▶ _Excerpts from a pointing dataset_

* BEGIN *

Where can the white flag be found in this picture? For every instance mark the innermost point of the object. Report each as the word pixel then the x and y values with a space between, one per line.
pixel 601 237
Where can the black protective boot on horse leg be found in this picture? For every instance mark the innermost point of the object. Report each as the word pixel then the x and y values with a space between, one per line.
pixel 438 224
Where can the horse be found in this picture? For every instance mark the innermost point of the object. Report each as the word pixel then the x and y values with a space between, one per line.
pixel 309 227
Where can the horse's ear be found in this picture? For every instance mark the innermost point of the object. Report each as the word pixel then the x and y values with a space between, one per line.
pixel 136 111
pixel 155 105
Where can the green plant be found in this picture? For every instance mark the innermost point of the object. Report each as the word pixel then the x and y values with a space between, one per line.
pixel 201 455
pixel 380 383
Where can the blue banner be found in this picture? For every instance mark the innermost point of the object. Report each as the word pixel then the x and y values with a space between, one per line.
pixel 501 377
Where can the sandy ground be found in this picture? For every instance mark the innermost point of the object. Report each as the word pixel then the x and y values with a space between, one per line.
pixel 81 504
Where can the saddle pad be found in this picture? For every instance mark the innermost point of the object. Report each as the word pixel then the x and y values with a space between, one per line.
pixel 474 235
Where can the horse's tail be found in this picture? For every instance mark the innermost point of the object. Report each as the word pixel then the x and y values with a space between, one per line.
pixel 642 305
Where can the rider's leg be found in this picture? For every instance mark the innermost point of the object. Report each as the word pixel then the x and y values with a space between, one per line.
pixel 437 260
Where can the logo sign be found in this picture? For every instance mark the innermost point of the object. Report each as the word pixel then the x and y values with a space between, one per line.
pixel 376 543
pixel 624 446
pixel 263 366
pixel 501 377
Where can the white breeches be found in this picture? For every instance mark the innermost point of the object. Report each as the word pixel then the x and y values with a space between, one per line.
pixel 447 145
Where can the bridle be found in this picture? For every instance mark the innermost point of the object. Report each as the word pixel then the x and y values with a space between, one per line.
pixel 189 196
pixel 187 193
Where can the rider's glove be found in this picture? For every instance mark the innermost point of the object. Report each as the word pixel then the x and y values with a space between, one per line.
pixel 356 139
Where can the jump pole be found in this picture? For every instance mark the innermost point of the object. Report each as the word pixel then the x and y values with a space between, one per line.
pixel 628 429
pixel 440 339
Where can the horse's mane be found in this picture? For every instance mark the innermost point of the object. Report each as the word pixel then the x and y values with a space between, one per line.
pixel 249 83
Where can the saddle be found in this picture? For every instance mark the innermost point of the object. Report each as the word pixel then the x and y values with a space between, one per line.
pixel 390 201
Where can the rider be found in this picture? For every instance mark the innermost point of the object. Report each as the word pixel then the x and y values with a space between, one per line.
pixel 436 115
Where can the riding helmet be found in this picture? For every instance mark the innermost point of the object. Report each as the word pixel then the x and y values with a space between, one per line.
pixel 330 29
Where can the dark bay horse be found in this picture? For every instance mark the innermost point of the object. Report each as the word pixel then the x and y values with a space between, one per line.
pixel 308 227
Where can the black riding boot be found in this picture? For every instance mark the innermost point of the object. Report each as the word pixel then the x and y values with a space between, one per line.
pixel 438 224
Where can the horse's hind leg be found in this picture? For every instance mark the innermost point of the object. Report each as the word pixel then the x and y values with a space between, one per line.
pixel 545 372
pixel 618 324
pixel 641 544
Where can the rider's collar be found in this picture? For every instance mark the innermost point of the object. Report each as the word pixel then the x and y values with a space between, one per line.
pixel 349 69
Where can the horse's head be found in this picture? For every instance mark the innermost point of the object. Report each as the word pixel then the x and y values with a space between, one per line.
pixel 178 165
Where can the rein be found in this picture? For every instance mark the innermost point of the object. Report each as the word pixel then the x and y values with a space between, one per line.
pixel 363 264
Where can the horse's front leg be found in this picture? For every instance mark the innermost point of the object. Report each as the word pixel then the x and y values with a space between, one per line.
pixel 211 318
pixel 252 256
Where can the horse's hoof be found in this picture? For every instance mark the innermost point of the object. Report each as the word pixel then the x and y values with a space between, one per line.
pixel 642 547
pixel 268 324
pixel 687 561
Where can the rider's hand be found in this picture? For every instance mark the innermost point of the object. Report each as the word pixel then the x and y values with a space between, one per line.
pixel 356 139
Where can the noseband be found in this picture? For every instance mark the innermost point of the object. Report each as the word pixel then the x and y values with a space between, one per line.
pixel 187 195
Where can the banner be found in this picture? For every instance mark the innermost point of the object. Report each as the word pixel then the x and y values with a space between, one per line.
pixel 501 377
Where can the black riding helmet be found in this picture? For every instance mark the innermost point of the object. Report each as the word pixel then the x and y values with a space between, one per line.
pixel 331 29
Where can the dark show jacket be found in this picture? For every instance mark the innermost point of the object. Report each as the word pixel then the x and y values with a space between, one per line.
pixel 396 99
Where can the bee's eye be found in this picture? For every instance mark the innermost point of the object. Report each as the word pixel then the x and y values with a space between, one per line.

* END *

▶ _Aim_
Repeat the lines above word for word, starting at the line that contains "Where can the bridle" and ending at the line that contains "pixel 440 339", with both of those lines included.

▶ _Complete answer_
Where can the bridle be found in this picture? For every instance mark the innermost point of the object. Report each as the word pixel then the x and y values with a space between, one per line.
pixel 189 196
pixel 187 193
Where can the rider's glove be found in this picture? For every instance mark the innermost point of the object. Report each as the word pixel then the x and y values with a space between, one per line.
pixel 356 139
Where can the jump pole be found in this picture? For every instance mark the innermost point of the object. Report each as the word pixel then the x and y values with a space between, one per line.
pixel 628 429
pixel 440 339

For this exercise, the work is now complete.